#### Reading text

Is there more to Alphabet than Google search?

LAST NOVEMBER something strange happened in Mountain View. A thick fog enveloped the headquarters of Alphabet, the parent company of Google. Not the meteorological sort—this stretch of Silicon Valley is reliably sunny. It was a fog of confusion. Its cause was ChatGPT, an artificially intelligent conversationalist created by OpenAI, a startup backed by Microsoft. The effect was, by all accounts, panic. ChatGPT was giving uncannily humanlike answers to questions put to it by users. And answering questions is the bread and butter of Google’s lucrative search business. Were OpenAI and Microsoft, which in February launched an enhanced version of its Bing search engine, about to eat Google’s lunch?

Eight months on the mist has mostly cleared. On July 25th the company reported another set of solid quarterly results. Revenues rose by 7% year on year, to $75bn. It continues to create piles of cash: in the 12 months to June it raked in $75bn of operating profit. Bing has taken no discernible bite out of Google’s share of global monthly search queries, which remains above 90%.

Most important, Google has put to rest any notion that it has fallen behind technologically. In May Sundar Pichai, chief executive of both Google and its corporate parent, unveiled more than a dozen AI-powered products at I/O, an annual event for software developers. These included AI tools for Gmail, Google Maps and Google Cloud. Investors found it reassuring—not least after a rushed launch in February of Bard, Google’s chatbot, during which the AI helper made a factual error. Alphabet’s share price leapt by a tenth after Mr Pichai’s presentation (see chart 1).

Since then the firm has launched AI products and features left and right. On July 12th it brought out NotebookLM, an AI-assisted note-taking tool trained on a user’s documents. On the same day Nature, a scientific journal, published a paper by Google researchers describing an AI model that matched human doctors’ responses to questions about the right treatment for patients. A day later it expanded a now less error-prone Bard, proficient in more than 40 human languages and over 20 computer ones, to the EU. Work on an AI model to eclipse ChatGPT, codenamed Gemini, is proceeding apace. Having nearly fallen below $1trn in November, Alphabet’s market value is back up to $1.7trn. Crisis over?

In the short run, probably. Like all heart-in-mouth moments, though, the chatbot panic invites broader questions: about the current state of one of the world’s biggest firms, its future and—as Google turns 25 in September—about the demands of different stages of corporate life.

########

Task to complete: Could you change "raked in" to "brought in" and give the Alphabet article again from "Eight months on" to "remains above 90%."? These items were taken from a separate source.

#### Data provided

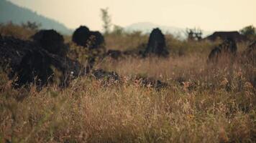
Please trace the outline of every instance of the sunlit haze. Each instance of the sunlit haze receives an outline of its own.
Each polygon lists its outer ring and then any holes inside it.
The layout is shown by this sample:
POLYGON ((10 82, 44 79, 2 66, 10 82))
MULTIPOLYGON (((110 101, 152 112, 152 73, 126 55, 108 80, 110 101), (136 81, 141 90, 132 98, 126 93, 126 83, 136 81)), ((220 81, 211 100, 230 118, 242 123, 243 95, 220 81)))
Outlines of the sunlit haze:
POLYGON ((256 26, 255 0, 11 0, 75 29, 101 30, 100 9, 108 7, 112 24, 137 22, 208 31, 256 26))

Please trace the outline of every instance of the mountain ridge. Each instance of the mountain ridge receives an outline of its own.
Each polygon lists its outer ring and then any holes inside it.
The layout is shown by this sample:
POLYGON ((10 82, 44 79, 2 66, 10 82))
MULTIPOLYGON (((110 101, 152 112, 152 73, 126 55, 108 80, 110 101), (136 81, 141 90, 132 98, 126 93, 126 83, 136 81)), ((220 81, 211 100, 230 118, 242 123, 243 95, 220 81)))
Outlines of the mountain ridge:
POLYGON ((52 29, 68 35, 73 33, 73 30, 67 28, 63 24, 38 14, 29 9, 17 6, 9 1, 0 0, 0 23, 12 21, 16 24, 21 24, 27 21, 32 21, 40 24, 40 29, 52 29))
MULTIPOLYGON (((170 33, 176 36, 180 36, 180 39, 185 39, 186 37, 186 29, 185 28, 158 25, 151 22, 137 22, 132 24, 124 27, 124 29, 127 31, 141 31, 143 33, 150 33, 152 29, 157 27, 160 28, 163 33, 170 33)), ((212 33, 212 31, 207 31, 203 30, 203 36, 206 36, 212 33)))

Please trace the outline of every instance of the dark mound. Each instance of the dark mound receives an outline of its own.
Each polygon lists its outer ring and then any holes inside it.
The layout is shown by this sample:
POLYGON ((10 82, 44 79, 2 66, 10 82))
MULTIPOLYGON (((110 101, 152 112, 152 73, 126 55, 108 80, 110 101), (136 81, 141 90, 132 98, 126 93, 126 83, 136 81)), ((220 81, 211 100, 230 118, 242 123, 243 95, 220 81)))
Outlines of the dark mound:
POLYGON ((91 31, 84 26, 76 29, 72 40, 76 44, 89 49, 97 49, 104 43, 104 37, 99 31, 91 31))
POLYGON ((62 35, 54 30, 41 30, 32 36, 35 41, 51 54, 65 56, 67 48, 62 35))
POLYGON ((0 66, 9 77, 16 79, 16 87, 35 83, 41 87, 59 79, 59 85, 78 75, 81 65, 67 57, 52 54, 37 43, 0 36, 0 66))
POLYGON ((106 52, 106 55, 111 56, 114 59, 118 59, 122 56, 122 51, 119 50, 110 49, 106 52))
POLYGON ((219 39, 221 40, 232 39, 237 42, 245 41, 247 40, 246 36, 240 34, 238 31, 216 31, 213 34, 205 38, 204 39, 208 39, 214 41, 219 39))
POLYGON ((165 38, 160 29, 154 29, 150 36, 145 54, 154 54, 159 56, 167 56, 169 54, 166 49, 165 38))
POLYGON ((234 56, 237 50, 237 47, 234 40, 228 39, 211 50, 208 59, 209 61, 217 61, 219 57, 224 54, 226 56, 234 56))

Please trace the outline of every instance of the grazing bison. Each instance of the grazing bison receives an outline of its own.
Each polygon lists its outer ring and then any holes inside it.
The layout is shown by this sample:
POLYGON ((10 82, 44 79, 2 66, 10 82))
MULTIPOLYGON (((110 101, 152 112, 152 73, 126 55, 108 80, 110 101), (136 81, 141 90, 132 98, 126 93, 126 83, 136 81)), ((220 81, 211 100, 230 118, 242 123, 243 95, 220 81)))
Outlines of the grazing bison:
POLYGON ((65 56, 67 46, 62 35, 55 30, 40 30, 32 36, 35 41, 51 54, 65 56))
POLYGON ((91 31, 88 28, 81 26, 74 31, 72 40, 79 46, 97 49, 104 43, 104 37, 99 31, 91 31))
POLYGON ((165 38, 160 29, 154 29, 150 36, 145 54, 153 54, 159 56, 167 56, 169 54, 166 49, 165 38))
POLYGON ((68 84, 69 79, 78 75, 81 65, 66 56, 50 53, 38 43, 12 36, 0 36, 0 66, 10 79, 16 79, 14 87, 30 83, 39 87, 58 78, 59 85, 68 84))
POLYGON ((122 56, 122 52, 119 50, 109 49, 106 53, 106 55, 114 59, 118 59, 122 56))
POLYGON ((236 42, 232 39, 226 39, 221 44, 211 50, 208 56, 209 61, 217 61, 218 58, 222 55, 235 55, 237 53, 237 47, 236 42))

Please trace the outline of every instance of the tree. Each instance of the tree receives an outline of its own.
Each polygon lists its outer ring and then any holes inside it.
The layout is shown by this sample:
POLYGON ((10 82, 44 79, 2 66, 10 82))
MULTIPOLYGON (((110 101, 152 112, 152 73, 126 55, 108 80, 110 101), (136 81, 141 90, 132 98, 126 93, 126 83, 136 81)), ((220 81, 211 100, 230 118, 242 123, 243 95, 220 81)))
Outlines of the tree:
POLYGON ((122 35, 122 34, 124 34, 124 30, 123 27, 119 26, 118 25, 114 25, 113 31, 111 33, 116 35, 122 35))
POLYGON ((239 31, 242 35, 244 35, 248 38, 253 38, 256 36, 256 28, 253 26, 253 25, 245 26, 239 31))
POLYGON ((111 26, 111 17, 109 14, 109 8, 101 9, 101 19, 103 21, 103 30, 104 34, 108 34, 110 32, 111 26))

########

Response:
Eight months on the mist has mostly cleared. On July 25th the company reported another set of solid quarterly results. Revenues rose by 7% year on year, to $75bn. It continues to create piles of cash: in the 12 months to June it brought in $75bn of operating profit. Bing has taken no discernible bite out of Google’s share of global monthly search queries, which remains above 90%.